- Exercise goal: Copy the records from the start through the line containing "top-left (107, 7), bottom-right (177, 103)", and shift every coordinate in the answers by adding 52. Keep the requests and their format samples exactly as they are.

▬▬▬▬▬▬▬▬▬▬

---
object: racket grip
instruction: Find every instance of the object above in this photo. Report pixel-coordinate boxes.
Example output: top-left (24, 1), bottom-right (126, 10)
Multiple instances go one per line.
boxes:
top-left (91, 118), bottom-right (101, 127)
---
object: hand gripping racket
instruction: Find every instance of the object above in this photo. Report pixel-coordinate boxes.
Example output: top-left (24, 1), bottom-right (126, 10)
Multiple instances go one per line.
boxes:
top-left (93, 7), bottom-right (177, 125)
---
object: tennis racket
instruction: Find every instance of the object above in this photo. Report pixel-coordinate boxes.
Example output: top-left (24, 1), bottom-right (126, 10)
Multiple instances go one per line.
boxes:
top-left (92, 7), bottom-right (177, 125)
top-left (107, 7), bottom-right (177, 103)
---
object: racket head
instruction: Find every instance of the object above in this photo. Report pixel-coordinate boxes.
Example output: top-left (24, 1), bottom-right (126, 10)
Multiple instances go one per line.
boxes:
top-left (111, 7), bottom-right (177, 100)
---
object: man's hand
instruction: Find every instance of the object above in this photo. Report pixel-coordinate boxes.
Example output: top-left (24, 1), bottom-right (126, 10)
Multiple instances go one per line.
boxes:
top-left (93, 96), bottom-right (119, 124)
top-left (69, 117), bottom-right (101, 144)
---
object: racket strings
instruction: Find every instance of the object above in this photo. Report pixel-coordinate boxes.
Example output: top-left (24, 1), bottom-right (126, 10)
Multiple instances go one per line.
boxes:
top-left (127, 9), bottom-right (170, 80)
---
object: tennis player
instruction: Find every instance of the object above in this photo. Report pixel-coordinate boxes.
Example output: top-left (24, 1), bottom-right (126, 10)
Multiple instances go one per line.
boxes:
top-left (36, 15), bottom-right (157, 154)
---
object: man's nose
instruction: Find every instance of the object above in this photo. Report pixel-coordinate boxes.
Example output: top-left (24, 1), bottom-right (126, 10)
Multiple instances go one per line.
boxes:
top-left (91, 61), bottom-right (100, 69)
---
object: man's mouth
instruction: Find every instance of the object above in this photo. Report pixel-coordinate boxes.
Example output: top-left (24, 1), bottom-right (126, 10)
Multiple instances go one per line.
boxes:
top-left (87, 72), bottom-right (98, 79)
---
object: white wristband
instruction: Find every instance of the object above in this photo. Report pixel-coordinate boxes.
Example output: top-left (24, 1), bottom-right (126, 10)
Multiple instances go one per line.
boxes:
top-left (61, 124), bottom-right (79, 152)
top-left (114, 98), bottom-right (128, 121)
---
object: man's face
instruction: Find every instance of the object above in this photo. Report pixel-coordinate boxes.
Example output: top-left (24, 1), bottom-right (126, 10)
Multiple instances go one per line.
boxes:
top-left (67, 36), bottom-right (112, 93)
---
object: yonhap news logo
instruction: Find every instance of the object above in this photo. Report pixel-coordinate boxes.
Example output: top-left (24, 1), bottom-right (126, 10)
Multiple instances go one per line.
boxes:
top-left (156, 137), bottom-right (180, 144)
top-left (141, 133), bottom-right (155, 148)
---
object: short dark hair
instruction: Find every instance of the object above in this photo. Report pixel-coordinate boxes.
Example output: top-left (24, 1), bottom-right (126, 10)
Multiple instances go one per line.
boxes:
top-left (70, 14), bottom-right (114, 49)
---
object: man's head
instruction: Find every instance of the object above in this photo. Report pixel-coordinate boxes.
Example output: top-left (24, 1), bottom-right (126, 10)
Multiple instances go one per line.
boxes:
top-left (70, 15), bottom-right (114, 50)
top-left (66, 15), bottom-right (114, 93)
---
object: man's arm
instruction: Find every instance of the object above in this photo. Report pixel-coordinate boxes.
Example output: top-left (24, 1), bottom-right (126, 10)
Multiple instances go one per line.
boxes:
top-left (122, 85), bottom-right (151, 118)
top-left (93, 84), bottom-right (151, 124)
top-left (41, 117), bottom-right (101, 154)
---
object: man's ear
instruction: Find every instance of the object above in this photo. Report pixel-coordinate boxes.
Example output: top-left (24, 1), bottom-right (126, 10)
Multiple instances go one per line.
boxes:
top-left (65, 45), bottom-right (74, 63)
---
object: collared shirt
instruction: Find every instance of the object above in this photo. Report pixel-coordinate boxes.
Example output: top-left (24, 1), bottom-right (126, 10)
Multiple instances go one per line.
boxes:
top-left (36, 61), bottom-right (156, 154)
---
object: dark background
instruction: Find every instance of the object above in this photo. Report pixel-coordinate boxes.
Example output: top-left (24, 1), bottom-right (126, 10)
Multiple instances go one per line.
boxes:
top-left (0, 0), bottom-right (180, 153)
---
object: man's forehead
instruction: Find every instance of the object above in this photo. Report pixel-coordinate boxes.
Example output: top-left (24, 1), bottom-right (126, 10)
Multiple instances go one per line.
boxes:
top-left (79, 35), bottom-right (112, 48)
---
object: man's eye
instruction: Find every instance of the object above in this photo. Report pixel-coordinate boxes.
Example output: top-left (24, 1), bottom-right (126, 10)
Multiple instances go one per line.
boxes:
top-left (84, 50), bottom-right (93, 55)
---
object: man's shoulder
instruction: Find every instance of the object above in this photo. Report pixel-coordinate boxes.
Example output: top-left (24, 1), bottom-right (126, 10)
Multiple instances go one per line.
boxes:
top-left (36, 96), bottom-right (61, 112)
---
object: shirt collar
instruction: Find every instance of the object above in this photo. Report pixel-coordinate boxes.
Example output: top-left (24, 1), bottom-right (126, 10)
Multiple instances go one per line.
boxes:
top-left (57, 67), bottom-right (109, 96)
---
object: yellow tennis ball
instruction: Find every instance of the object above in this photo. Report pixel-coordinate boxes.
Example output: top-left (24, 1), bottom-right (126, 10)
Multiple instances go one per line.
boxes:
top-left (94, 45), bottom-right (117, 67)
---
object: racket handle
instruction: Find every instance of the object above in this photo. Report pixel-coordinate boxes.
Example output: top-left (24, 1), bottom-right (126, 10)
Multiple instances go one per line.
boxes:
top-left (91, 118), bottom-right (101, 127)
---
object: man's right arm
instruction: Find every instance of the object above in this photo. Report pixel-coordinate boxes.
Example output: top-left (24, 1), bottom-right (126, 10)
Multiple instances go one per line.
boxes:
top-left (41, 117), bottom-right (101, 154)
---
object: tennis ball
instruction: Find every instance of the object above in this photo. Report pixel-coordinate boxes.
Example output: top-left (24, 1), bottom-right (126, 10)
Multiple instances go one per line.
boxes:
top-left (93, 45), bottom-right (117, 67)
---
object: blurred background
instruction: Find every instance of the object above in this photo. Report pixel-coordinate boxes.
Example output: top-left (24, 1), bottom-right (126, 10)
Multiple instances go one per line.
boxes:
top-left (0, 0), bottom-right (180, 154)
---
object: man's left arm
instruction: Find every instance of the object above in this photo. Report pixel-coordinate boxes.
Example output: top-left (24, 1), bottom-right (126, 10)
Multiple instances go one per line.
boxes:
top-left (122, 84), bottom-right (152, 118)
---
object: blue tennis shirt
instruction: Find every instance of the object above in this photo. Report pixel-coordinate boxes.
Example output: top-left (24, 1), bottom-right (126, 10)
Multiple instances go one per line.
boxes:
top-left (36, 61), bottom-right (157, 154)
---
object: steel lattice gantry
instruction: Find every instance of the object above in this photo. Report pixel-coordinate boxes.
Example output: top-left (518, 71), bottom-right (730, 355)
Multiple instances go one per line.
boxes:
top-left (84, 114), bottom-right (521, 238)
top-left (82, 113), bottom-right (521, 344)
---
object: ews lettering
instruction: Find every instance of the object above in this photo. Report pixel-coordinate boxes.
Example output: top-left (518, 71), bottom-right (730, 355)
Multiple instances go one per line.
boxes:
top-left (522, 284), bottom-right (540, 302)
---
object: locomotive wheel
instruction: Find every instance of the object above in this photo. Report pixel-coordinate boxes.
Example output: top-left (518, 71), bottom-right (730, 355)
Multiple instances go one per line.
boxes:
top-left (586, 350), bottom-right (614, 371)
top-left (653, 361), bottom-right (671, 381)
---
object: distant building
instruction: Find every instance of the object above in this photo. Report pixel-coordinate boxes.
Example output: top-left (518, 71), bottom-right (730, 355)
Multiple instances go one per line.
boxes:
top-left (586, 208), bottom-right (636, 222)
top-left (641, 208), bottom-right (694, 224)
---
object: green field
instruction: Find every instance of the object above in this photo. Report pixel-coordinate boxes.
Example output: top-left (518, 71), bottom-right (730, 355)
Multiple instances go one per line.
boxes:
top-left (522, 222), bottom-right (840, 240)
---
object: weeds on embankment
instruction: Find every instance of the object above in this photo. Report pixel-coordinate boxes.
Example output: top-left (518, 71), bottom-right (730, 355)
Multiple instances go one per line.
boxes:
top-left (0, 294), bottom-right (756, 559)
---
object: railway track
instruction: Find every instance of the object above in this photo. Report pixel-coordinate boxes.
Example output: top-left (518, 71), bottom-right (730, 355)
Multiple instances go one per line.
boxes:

▬▬▬▬▬▬▬▬▬▬

- Task solution:
---
object: racket grip
instruction: Find every instance of the object above in this photo. Report pixel-coordinate boxes.
Example output: top-left (24, 1), bottom-right (126, 10)
Multiple instances go one per line.
boxes:
top-left (143, 170), bottom-right (153, 179)
---
object: hand gripping racket
instruction: Find every instance of the object above in this photo. Report pixel-coordinate boxes.
Example output: top-left (24, 1), bottom-right (126, 10)
Multiple instances go one per line.
boxes:
top-left (145, 59), bottom-right (229, 177)
---
object: tennis racket
instruction: Find every instance of the object above in this photo. Report pixel-coordinate boxes.
Example output: top-left (24, 1), bottom-right (126, 10)
Multiple instances go one per line.
boxes:
top-left (144, 59), bottom-right (229, 177)
top-left (159, 59), bottom-right (229, 155)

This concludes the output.